- **WHAT YOU ARE ASKED TO DO**
Arrange the stretch from the line containing "For every instance of the overlapping" through the end of the rows as a Markdown table with the columns Num and Line. Number each line in Num, and leave out blank lines and pictures.

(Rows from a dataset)
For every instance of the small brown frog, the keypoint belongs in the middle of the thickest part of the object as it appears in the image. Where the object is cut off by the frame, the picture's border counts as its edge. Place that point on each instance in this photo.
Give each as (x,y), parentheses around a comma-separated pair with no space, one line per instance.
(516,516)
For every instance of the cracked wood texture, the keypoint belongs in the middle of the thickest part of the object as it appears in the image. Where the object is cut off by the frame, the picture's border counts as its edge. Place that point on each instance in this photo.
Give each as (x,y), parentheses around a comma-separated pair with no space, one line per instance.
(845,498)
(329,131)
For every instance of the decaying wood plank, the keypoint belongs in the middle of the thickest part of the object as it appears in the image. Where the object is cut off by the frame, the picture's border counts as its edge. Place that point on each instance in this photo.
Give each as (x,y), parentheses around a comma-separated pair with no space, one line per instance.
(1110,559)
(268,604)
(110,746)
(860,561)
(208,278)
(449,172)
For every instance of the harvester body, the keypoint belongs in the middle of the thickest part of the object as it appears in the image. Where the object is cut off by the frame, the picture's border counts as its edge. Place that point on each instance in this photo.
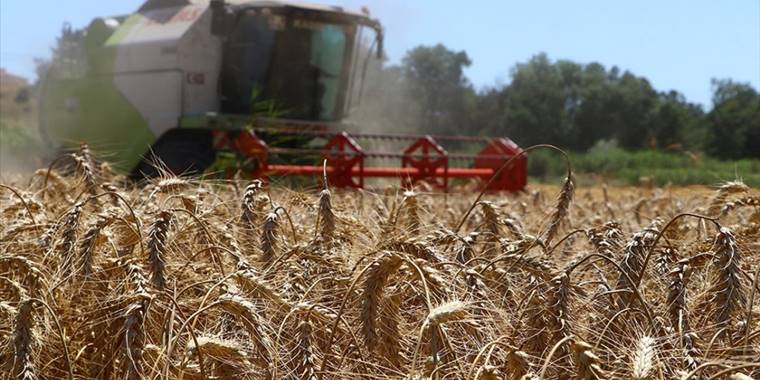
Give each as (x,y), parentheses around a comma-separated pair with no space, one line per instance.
(192,80)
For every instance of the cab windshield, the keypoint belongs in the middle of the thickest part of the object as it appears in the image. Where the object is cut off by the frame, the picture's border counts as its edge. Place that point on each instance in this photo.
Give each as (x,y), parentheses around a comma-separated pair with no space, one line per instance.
(287,66)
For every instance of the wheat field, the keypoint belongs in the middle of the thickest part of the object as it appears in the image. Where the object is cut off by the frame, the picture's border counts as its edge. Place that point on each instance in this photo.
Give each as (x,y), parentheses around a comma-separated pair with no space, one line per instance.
(183,279)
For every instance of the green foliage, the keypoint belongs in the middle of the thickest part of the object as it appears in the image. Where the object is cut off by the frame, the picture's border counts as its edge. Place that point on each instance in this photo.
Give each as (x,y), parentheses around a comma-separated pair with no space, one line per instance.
(625,167)
(734,121)
(574,105)
(436,81)
(567,104)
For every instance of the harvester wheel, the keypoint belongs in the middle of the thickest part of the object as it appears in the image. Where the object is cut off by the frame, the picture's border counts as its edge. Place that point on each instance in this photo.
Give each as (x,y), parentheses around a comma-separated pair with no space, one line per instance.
(182,152)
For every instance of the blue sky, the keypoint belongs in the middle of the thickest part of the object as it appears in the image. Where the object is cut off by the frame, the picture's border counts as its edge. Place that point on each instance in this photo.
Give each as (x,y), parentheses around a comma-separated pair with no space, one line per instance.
(677,44)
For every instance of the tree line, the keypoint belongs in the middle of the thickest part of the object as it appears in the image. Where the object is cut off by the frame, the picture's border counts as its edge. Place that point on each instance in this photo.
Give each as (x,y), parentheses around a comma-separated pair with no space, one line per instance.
(560,102)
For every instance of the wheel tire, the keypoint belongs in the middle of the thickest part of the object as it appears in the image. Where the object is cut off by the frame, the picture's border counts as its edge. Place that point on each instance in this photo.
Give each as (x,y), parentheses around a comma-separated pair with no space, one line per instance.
(182,152)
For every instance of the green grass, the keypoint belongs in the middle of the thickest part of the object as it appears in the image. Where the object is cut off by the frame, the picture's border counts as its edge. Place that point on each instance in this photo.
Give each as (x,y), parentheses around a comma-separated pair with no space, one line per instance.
(617,166)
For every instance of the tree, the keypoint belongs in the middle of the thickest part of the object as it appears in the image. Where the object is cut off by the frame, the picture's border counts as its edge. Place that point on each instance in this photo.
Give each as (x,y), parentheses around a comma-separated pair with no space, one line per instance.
(436,82)
(734,121)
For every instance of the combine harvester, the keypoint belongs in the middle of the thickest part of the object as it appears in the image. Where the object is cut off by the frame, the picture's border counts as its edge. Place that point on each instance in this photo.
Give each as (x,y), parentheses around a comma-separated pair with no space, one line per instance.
(185,81)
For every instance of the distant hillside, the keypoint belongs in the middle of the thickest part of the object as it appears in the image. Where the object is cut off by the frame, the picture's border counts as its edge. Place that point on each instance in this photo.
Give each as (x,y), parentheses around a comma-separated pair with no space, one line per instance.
(20,147)
(17,106)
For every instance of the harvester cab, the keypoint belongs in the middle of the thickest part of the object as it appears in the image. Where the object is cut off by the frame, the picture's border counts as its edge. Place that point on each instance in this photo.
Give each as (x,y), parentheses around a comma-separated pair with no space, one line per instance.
(234,86)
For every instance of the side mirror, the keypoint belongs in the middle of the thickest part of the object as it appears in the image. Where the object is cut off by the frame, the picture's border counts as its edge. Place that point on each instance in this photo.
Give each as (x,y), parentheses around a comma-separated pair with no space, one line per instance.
(222,18)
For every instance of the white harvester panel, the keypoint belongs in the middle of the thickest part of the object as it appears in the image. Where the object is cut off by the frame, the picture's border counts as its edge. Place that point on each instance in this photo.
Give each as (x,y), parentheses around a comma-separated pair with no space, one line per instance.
(167,64)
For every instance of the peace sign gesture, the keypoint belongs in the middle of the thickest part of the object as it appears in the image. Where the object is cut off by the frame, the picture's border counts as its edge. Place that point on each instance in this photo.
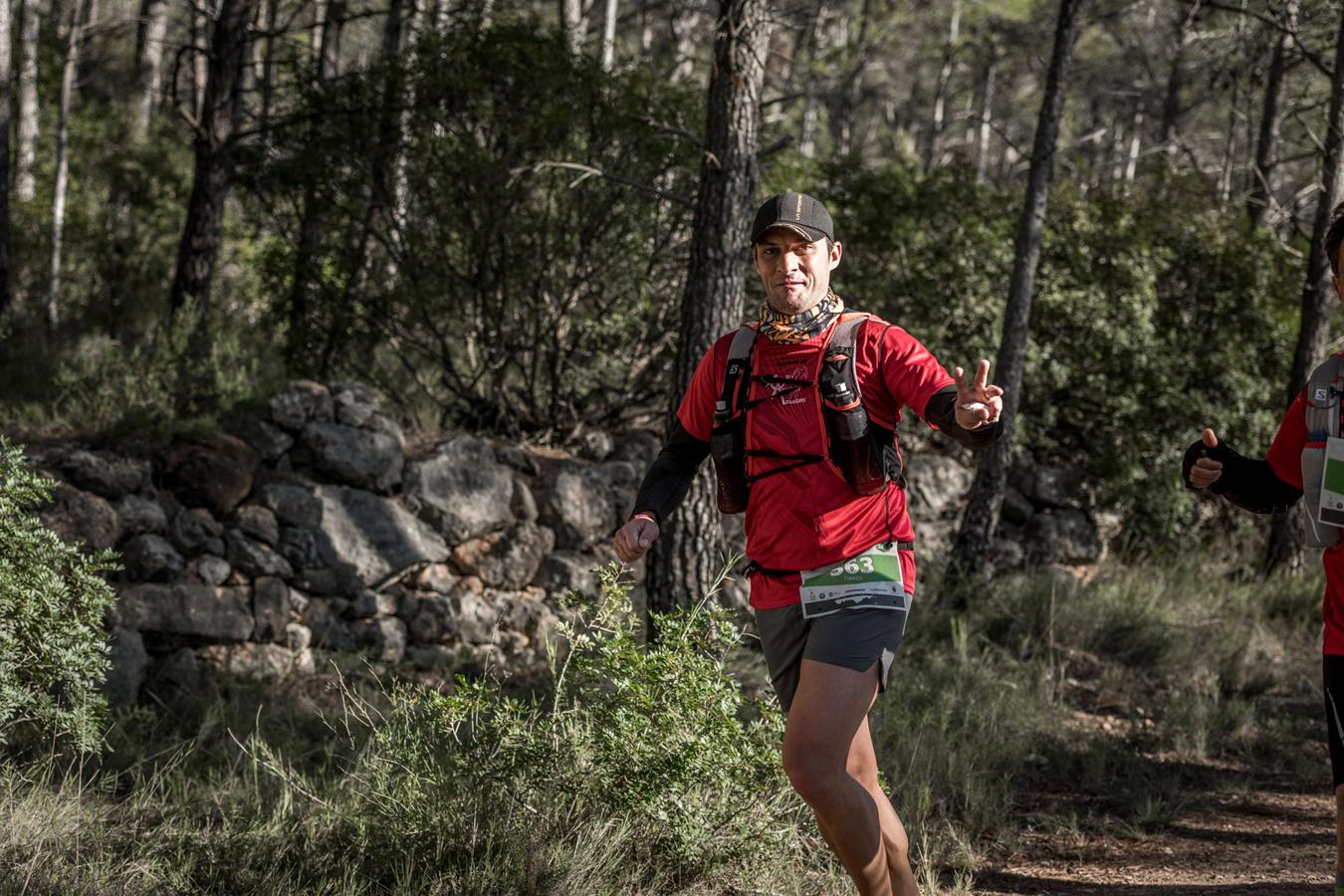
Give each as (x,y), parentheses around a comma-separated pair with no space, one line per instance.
(978,403)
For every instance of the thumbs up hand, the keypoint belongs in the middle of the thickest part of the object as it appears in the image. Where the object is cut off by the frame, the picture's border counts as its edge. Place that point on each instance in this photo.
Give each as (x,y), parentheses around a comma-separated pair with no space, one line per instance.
(1206,469)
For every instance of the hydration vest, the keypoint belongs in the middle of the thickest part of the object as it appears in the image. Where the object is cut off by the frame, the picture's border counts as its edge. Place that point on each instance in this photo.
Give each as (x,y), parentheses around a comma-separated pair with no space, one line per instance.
(859,449)
(1323,423)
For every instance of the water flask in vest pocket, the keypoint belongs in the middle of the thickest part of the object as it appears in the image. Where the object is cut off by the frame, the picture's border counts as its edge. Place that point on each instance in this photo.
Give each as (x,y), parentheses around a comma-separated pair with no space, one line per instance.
(1323,484)
(728,449)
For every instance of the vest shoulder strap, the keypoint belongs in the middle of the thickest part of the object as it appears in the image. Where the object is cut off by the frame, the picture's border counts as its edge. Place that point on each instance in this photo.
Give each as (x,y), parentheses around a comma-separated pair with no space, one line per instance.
(1323,399)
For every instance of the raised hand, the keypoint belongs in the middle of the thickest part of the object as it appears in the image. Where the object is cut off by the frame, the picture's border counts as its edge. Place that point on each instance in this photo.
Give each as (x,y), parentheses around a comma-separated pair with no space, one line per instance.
(979,403)
(1206,470)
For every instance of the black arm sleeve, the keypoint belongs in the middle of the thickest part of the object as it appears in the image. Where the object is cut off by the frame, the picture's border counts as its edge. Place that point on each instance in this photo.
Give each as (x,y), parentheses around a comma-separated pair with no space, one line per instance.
(671,473)
(1250,485)
(941,411)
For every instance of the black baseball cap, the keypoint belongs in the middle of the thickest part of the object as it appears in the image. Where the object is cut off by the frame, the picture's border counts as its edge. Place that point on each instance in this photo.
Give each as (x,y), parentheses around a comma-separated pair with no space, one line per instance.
(798,212)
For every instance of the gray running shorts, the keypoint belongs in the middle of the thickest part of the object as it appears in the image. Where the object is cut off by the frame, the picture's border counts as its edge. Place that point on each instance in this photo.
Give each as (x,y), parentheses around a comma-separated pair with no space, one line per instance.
(849,638)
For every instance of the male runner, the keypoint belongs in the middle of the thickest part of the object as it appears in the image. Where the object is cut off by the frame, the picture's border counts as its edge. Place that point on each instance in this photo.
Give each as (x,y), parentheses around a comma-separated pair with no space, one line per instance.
(832,568)
(1296,458)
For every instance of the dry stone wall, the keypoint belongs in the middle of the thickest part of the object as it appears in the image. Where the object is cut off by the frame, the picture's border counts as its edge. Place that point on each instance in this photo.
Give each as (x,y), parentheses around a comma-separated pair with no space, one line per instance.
(316,531)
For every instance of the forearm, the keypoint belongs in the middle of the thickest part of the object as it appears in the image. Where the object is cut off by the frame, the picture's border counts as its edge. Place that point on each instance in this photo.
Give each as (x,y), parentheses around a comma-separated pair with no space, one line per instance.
(1248,484)
(671,474)
(941,411)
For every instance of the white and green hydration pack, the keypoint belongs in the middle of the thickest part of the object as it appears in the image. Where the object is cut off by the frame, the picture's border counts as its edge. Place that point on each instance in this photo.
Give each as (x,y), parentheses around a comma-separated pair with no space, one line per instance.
(1323,454)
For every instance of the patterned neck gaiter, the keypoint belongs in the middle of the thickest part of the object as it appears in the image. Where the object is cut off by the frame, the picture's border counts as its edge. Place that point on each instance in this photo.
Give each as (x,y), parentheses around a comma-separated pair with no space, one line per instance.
(790,330)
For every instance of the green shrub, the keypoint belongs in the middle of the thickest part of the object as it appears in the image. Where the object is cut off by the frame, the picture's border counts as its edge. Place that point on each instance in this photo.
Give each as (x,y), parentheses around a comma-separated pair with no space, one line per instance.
(53,646)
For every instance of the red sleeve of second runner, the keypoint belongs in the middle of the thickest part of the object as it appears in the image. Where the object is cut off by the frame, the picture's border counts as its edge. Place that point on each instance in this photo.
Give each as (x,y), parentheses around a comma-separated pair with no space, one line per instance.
(1285,453)
(696,408)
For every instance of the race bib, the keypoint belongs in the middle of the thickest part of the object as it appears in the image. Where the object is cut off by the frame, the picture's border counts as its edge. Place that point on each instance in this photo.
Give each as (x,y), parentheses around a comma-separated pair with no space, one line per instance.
(870,579)
(1331,511)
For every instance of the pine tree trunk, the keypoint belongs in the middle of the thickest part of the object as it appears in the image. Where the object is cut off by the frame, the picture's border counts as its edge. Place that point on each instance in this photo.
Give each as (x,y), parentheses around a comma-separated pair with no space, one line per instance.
(30,26)
(971,553)
(1285,543)
(69,73)
(688,554)
(149,51)
(1266,146)
(6,73)
(202,233)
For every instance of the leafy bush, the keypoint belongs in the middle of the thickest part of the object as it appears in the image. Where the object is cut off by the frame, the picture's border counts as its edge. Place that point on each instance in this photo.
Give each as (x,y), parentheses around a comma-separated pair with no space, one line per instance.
(53,648)
(649,751)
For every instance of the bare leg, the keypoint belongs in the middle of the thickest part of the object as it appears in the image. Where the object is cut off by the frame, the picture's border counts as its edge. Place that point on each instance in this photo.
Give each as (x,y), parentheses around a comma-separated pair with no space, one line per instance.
(828,708)
(863,768)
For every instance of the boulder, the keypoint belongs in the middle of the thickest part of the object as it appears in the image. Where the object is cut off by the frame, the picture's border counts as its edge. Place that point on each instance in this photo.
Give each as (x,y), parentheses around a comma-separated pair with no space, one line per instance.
(258,523)
(506,559)
(271,608)
(212,569)
(292,504)
(194,530)
(353,457)
(369,538)
(222,614)
(140,515)
(253,558)
(579,508)
(80,516)
(461,491)
(214,472)
(126,670)
(386,637)
(150,558)
(937,483)
(300,403)
(564,571)
(1063,537)
(105,474)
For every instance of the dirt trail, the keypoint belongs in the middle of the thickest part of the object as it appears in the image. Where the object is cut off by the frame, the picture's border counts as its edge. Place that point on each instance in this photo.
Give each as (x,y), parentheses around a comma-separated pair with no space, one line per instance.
(1263,841)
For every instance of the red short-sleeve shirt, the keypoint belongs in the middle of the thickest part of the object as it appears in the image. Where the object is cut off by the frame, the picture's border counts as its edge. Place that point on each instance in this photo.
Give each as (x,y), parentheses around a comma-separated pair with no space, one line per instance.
(1285,458)
(808,518)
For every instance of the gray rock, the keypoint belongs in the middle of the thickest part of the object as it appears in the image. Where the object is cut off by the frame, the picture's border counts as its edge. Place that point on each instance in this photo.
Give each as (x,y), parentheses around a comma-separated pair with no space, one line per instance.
(523,506)
(461,491)
(254,559)
(194,528)
(373,603)
(80,516)
(223,614)
(105,474)
(302,402)
(214,472)
(299,637)
(292,504)
(140,515)
(150,558)
(126,672)
(937,484)
(258,523)
(1063,537)
(506,559)
(387,637)
(271,608)
(355,457)
(579,508)
(212,569)
(368,537)
(564,571)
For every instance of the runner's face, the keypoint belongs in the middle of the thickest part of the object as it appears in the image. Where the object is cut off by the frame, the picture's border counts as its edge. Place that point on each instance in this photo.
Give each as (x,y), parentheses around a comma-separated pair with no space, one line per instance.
(795,274)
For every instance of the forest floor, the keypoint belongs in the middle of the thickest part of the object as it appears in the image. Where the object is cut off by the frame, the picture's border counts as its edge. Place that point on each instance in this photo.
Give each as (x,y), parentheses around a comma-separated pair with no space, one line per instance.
(1243,831)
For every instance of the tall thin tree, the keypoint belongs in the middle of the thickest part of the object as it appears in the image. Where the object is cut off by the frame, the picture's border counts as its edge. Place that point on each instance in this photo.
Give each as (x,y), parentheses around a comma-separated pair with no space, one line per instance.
(1285,541)
(686,558)
(202,233)
(30,27)
(987,492)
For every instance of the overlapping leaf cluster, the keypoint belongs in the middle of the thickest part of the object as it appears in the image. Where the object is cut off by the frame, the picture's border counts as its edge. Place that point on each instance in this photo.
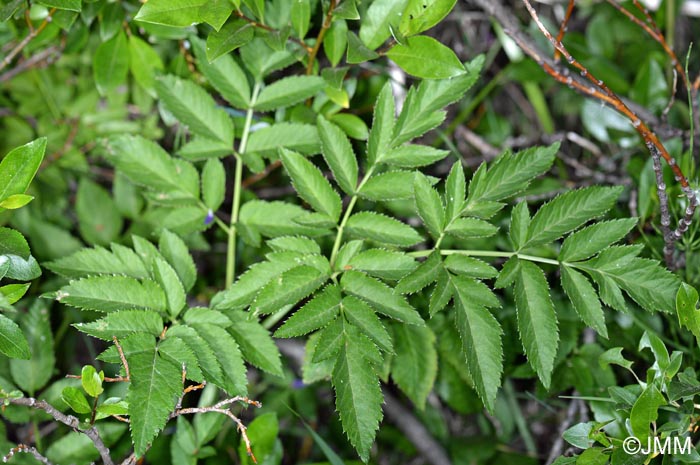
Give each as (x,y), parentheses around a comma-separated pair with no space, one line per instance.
(142,292)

- **RESULT**
| Num | Line |
|---|---|
| 1 | For every instance of the overlapping leaf cluster, the keypoint belongs in the middle of the thickest part of the object as it appears in the image. Where the object is cut off by the frame, the picture's border counts as its edge. Place that point on each instance in this photo. |
| 2 | Give each as (x,y), parentheses around a comma-separated pair with no space, one line per instance. |
| 3 | (142,292) |